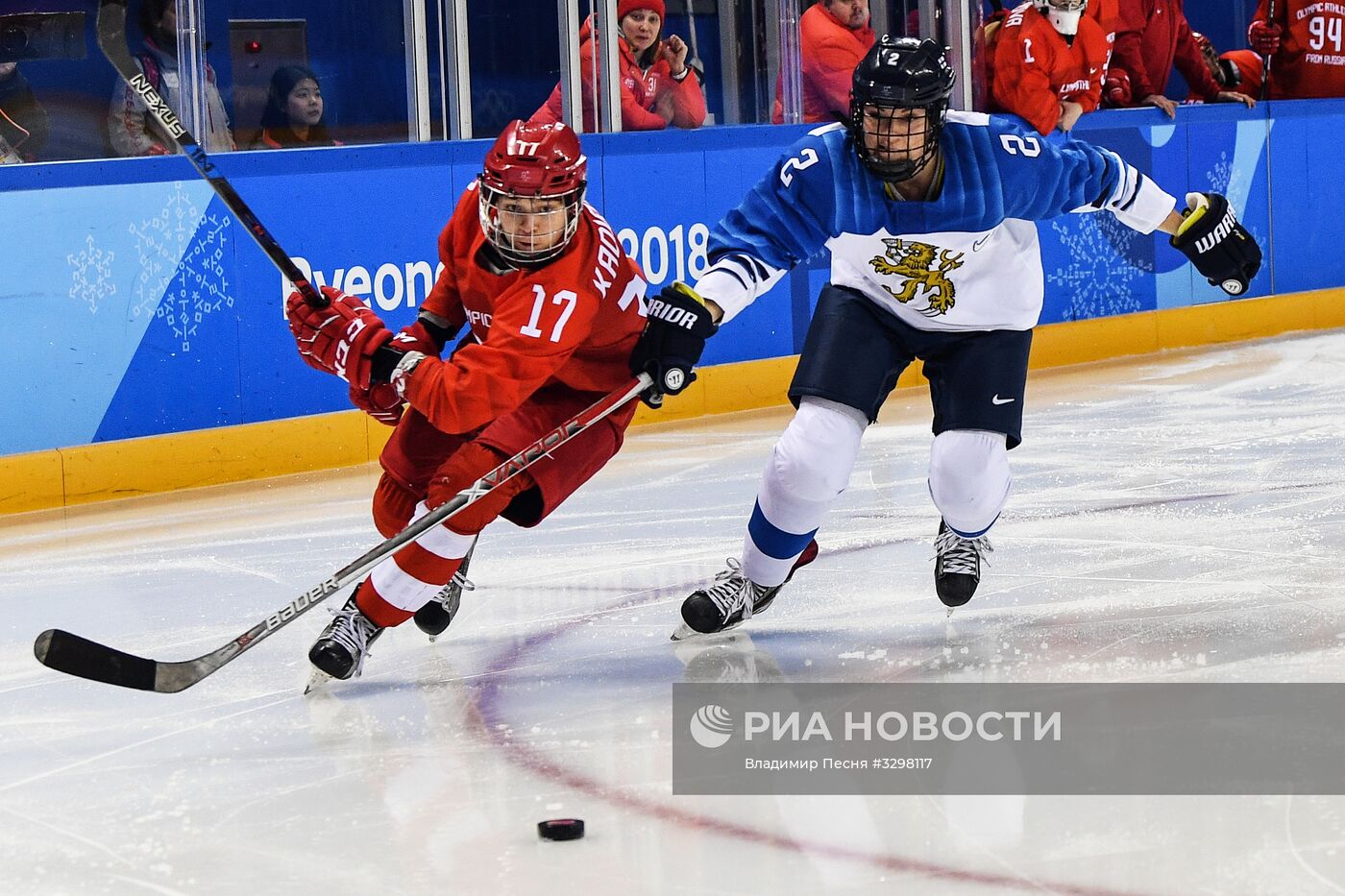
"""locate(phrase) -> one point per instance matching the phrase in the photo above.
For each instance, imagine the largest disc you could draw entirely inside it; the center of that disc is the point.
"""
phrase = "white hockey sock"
(807, 470)
(968, 479)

---

* _PROBLEM STATEMENT_: Print the records above verbatim, line for line, and omit the pictures.

* _FINAL RESULT_:
"""locate(phrase) -> one point per instance matching the phrase in the photo above.
For each instance, imagine the largest disc you could draw entirely inside it; the center of that disc is the point.
"""
phrase = "white hockey sock"
(807, 470)
(968, 479)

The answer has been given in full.